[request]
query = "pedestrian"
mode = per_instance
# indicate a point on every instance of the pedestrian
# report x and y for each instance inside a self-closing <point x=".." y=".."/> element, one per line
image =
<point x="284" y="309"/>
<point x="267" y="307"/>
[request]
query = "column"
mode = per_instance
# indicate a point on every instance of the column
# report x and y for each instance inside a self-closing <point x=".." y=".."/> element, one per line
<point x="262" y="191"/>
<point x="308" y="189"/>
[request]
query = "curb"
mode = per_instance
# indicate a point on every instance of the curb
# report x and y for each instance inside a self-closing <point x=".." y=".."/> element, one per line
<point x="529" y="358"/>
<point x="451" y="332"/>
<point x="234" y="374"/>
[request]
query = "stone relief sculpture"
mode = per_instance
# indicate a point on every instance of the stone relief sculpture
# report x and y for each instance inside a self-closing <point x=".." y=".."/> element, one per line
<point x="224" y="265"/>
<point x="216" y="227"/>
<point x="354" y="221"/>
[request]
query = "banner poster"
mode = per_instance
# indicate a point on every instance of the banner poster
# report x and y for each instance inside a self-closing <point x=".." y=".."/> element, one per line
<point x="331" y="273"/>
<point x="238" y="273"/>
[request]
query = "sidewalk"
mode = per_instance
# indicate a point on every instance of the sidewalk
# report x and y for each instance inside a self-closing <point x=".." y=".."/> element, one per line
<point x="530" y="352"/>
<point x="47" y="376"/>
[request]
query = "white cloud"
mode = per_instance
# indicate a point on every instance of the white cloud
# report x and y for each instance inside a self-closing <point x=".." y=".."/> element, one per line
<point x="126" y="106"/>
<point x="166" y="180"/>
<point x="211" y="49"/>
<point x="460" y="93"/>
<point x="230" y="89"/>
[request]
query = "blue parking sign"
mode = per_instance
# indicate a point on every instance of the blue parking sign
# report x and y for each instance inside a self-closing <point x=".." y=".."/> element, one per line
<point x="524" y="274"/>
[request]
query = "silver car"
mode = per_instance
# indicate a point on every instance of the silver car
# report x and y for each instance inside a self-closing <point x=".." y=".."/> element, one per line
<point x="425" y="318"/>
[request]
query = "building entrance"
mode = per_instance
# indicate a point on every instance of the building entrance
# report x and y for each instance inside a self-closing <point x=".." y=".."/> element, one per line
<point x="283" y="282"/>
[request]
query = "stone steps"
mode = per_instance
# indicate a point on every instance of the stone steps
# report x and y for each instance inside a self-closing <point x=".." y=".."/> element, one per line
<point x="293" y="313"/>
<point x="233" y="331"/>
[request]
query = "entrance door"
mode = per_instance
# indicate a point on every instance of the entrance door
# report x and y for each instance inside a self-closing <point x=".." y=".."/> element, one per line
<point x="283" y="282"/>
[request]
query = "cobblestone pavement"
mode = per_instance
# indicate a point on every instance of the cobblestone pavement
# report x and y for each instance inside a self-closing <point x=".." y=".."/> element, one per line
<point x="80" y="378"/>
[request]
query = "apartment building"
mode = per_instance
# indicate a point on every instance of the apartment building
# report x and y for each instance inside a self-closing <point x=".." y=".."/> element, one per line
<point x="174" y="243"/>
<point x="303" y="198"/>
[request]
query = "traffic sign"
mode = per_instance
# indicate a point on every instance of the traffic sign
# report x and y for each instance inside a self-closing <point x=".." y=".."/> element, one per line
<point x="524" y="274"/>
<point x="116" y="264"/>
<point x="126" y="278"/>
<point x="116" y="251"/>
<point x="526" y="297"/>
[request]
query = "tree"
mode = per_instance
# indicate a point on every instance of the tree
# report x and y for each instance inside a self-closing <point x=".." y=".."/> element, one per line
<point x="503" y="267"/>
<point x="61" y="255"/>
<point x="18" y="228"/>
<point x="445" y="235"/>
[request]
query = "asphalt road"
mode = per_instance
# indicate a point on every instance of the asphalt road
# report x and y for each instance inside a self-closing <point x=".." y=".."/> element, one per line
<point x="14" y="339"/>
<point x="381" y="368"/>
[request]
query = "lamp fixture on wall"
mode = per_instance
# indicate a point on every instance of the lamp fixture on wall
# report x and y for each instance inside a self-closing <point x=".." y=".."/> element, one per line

EXERCISE INSTRUCTIONS:
Restate all of the entries above precisely.

RESPONSE TO THE EXERCISE:
[request]
query = "pedestrian"
mode = per_instance
# indicate a point on every instance of the pedestrian
# report x and y for each instance inside a self-closing <point x=".." y=".."/> element, one per line
image =
<point x="284" y="309"/>
<point x="267" y="307"/>
[request]
query = "column"
mode = per_instance
# indicate a point on every instance of the column
# report x and y for each instance inside a self-closing <point x=".." y=".."/> element, one per line
<point x="262" y="191"/>
<point x="308" y="189"/>
[request]
query = "curb"
mode = per_instance
# indicate a point on every instance of the curb
# report x and y for each instance inside a self-closing <point x=".." y=".."/> element, one per line
<point x="529" y="358"/>
<point x="451" y="332"/>
<point x="234" y="374"/>
[request]
query = "stone relief sculpture"
mode = per_instance
# indicate a point on every instance of the stone relief sculpture
# report x and y for each instance inside a self-closing <point x=".." y=".."/> element, one per line
<point x="224" y="265"/>
<point x="216" y="227"/>
<point x="354" y="221"/>
[request]
query = "banner poster"
mode = per_instance
# indicate a point on every instance of the banner poster
# report x and y for each instance inside a self-closing <point x=".." y=".."/> element, one per line
<point x="331" y="273"/>
<point x="238" y="273"/>
[request]
query = "sidewalk"
mode = per_instance
# indicate a point on every instance of the sidewalk
# report x and y for each instance inside a self-closing <point x=".." y=".."/> element, one per line
<point x="530" y="352"/>
<point x="47" y="376"/>
[request]
query = "white cloud"
mode = per_instance
# indicate a point on every instance of the white cloud
# report x and y for each instance inside a self-closing <point x=".." y=".."/> element, one per line
<point x="126" y="106"/>
<point x="166" y="180"/>
<point x="211" y="49"/>
<point x="460" y="93"/>
<point x="230" y="89"/>
[request]
query = "blue parking sign"
mode = per_instance
# indicate a point on every instance of the blue parking sign
# report x and y for each instance inside a self-closing <point x=".." y=".."/> element, one per line
<point x="524" y="274"/>
[request]
query = "silver car"
mode = per_instance
# indicate a point on every instance of the silver car
# report x and y for each instance inside a self-closing <point x=".." y=".."/> element, one per line
<point x="425" y="318"/>
[request]
query = "building entrance"
mode = per_instance
# indicate a point on every instance of the building entrance
# report x and y for each instance inside a self-closing <point x=".." y=".."/> element, one per line
<point x="283" y="282"/>
[request]
query = "stone steps"
mode = per_instance
# indicate a point on every instance of the stone steps
# report x and y for each instance inside a self-closing <point x=".." y=".."/> element, one per line
<point x="293" y="313"/>
<point x="233" y="331"/>
[request]
query = "entrance door"
mode = per_instance
# indicate a point on every instance of the entrance door
# report x and y for each instance inside a self-closing <point x=".." y=".."/> element, one per line
<point x="283" y="282"/>
[request]
query = "cobblestone pavement"
mode = per_instance
# indicate a point on every instance of the cobblestone pavement
# report x and y for each instance inside a self-closing <point x=".." y=".."/> element, one per line
<point x="80" y="378"/>
[request]
query = "apartment building"
mode = per_instance
# indicate a point on every instance of the apartment building
# report x and y for each instance inside a self-closing <point x=".." y=".."/> element, one per line
<point x="174" y="243"/>
<point x="303" y="198"/>
[request]
query = "traffic sign"
mode = per_instance
# indicate a point on every instance of the traffic sign
# report x and y for each instance inside a self-closing <point x=".." y=".."/> element, one per line
<point x="524" y="274"/>
<point x="116" y="264"/>
<point x="126" y="278"/>
<point x="116" y="251"/>
<point x="526" y="297"/>
[request]
query = "tree"
mode = per_instance
# indicate a point on every instance of the tree
# report x and y for each instance inside a self-closing <point x=".." y=".."/> element, one per line
<point x="503" y="267"/>
<point x="61" y="255"/>
<point x="18" y="228"/>
<point x="445" y="235"/>
[request]
query = "asphalt road"
mode = per_instance
# indicate a point on every instance of the asphalt road
# report x and y for each instance inside a self-closing <point x=".." y=".."/> element, one per line
<point x="14" y="339"/>
<point x="381" y="368"/>
[request]
query = "lamp fixture on wall"
mode = per_instance
# indicate a point on every instance of the lamp fixture on wall
# report x and y for each instance inside a self-closing <point x=".." y=".."/> element, one per line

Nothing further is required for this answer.